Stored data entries
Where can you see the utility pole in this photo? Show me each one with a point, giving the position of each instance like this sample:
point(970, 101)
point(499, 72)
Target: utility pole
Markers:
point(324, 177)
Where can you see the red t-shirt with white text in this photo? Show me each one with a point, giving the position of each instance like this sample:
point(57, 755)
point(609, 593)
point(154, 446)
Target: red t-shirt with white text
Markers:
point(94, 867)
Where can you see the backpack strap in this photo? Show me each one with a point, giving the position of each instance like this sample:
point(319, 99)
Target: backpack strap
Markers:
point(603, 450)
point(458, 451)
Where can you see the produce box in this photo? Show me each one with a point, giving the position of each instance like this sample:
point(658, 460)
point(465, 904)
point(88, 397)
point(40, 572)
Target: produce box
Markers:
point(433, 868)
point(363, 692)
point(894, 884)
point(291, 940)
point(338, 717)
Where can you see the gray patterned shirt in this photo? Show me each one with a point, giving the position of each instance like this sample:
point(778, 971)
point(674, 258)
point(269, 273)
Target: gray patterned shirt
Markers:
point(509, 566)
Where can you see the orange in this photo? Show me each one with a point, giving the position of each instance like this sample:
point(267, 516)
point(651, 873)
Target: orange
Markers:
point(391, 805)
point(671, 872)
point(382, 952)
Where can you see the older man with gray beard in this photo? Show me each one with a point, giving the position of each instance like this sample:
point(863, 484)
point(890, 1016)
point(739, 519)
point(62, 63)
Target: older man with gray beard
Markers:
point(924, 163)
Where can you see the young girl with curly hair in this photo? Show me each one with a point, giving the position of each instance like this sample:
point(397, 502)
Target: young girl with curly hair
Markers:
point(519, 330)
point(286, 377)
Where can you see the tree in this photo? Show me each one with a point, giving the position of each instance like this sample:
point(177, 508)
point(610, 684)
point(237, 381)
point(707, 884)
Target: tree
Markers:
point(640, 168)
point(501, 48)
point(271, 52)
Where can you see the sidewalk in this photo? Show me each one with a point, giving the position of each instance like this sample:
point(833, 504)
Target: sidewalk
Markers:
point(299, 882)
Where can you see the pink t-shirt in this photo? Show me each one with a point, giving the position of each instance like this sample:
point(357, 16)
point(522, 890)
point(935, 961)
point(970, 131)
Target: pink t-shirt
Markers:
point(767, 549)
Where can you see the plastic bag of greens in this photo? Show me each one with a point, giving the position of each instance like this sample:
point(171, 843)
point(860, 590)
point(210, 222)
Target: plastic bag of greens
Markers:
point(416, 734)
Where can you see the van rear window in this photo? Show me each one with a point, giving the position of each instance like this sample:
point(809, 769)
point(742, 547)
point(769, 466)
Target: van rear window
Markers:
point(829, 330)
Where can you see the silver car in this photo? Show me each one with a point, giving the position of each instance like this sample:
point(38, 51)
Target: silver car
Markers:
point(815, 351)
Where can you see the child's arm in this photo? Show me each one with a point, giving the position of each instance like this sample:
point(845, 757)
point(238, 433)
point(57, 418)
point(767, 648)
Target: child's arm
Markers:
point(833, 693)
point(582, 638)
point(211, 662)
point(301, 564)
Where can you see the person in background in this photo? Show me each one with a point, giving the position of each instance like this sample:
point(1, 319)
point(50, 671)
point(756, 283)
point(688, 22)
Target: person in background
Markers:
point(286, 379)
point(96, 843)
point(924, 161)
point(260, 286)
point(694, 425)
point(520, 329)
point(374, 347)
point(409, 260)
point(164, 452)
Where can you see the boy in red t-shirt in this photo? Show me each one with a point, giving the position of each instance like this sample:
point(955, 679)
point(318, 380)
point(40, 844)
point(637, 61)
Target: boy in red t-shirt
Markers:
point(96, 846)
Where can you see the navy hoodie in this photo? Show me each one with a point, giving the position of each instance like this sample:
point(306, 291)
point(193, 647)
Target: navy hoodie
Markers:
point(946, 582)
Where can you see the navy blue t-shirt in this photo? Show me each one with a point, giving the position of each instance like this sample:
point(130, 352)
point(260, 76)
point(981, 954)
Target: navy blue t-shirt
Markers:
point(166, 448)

YOUR TASK: All of the records above are to be copied exactly.

OUTPUT BELOW:
Where can you see the utility pole in this photo? Show me each one with a point, giving the position of each instance like this sample:
point(970, 101)
point(499, 72)
Target: utility pole
Markers:
point(324, 177)
Where can you see the red t-shirt with white text in this photo? Show me each one with a point, giving the position of each instance like this sample:
point(57, 755)
point(609, 593)
point(154, 446)
Target: red t-shirt with white text
Markers:
point(94, 867)
Where can you see the backpack strap in this photo? Show me each one with a point, giving the position of each instance like this sample:
point(319, 99)
Target: backpack strap
Markers:
point(603, 450)
point(458, 451)
Where can you see the produce box in this photo? Show me each one with a point, giving the position of each instance like this sample:
point(658, 460)
point(465, 904)
point(88, 397)
point(40, 572)
Target: produce box
Markers:
point(433, 868)
point(363, 692)
point(894, 884)
point(291, 940)
point(338, 717)
Where can you see the gray patterned shirt in this photo? Show me each one with a point, giving the position of each instance like this sample:
point(778, 971)
point(674, 258)
point(269, 273)
Target: gray patterned shirt
Markers:
point(509, 566)
Where can you see the orange in this photo? Show me each one with a point, giving the position of each instance like this sample:
point(267, 516)
point(651, 873)
Target: orange
Markers:
point(391, 805)
point(671, 872)
point(382, 952)
Where can you see the older man with gray beard in this photo? Show me each one with a point, giving the position of each instance like this sample:
point(863, 484)
point(890, 1016)
point(739, 519)
point(62, 63)
Target: older man with gray beard
Markers:
point(924, 163)
Where can you see the young girl with curly hair in this photo? Show me each one with a point, giving the position of each instance like this sample:
point(397, 502)
Target: young girl with curly hair
Markers:
point(519, 330)
point(286, 377)
Where can you see the tree in this photo? Show me each one with a point, giving the position of each instance like this sample:
point(177, 508)
point(610, 684)
point(237, 381)
point(707, 884)
Target: tree
Markers:
point(640, 168)
point(501, 48)
point(271, 52)
Where can you see the sidewalk in this photo? Show me each one with a point, giving the position of each instance like this sample:
point(833, 504)
Target: sidewalk
Markers:
point(299, 882)
Where can you see the pink t-shirt in this photo? Show me each one with a point, giving the position of each instance like this sample:
point(357, 16)
point(522, 890)
point(935, 961)
point(970, 131)
Target: pink t-shirt
Markers:
point(767, 549)
Where can you see the plastic bag of greens in this photo? Show me each one with a point, giving the position of each instance like this sample:
point(171, 843)
point(860, 590)
point(210, 222)
Target: plastic bag of greens
Markers:
point(416, 734)
Where can you see the van rear window in this photo? Show me each one with a point, giving the position of each instance like this sample:
point(809, 769)
point(742, 547)
point(769, 466)
Target: van rear window
Markers:
point(829, 330)
Where can you see the silver car in this photo? Show me each one with a point, giving the position of each instance like this sample:
point(38, 51)
Target: silver car
Markers:
point(815, 351)
Where can you see the child's arm in this photo? Show me each one with a point, giving the position of each instance like this sample:
point(845, 757)
point(238, 433)
point(57, 418)
point(767, 648)
Target: child's arm
Markers:
point(833, 693)
point(582, 638)
point(211, 662)
point(301, 564)
Where can you see the person in background in this photo? Show me each one with a point, giving the position of each instance like this sample:
point(1, 319)
point(50, 671)
point(756, 283)
point(688, 22)
Target: person in background
Markers:
point(286, 379)
point(96, 843)
point(924, 161)
point(260, 286)
point(694, 425)
point(520, 329)
point(374, 347)
point(409, 260)
point(164, 452)
Where can you see the boy in red t-shirt in this photo? Show me each one with a point, giving the position of each instance like this sample:
point(955, 679)
point(318, 380)
point(40, 844)
point(637, 61)
Target: boy in red t-shirt
Markers:
point(96, 846)
Where can you see the navy hoodie in this photo? Show me each one with a point, giving the position of each instance like this sample:
point(306, 291)
point(193, 647)
Target: navy hoodie
Markers:
point(946, 582)
Where can you see the navy blue t-shirt in this photo? Show me each one with a point, giving the position of each instance like this sample:
point(130, 352)
point(260, 76)
point(981, 954)
Target: navy blue t-shirt
Markers:
point(166, 448)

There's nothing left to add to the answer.